* [SELECTED EXTRACT]
Considering the submission, then, as leaving the award in full force, and authorizing the arbitrator to determine upon its validity in whole or in part, it becomes necessary to ascertain from the face of his award, how he has construed his authority. The arbitrator states in this award that he had examined the bond of submission to the first arbitrators, the award of the arbitrators and umpire, the bills and answers, pleadings of counsel and depositions to annul the award on one side and support it on the other; and after mature deliberation, he had come to the conclusion that there was no testimony in the cause to prevent the award from being the basis of his statements. He therefore adopted it, and charged the appellant with the amount, subject to a deduction for certain errors and omissions, which he proceeds to make, and ascertains the balance against the appellant by this mode of proceedings to be *951 dollars 81 cents, which, with interest, he -awards against him. He further awarded that Tandy G. Morris should assign to the appellant without recourse to him, a bond taken from Ballard for the alleged balance of his debt, a matter embraced in the controversy as raised by the amended bill, but not comprehended in the first award. It thus appears from the face of the award, that the arbitrator supposed that the principal matter referred to him was the validity of the award impeached by the amended bill. He states that he had carefully examined the submission, pleadings and evidence to annul it on one side and support it on the other. There is nothing to show that he took up the claims of the parties as a new question, and it is manifest he did not; for the first arbitrators made up their award from the statements of the parties and the vouchers laid before them. There is no evidence in the record of those statements in respect to the items of charge on either side, nor .were the vouchers exhibited to the last arbitrator. If we could look beyond the award to the deposition of the arbitrator, he states that he considered the first award binding on the parties on its face, but that they had a right to change it by any additional testimony, or by showing any error on its face, and so far as it appeared on its face or was shown by testimony to be incorrect, he corrected it.

* [INFORMATION PROVIDED]
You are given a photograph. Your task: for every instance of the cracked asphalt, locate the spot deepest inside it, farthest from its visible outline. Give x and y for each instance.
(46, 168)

* [TASK STATEMENT]
Answer these questions about the arbitration passage.
1. Who was to assign a bond to the appellant, and from whom had that bond been taken?
2. What did the first arbitrators make up their award from?
3. In his deposition, how did the arbitrator say he regarded the first award?

* [FULL ANSWER]
1. Tandy G. Morris was to assign it, and the bond had been taken from Ballard.
2. The statements of the parties and the vouchers laid before them.
3. He considered it binding on the parties on its face, but held that they could change it with additional testimony or by showing an error on its face.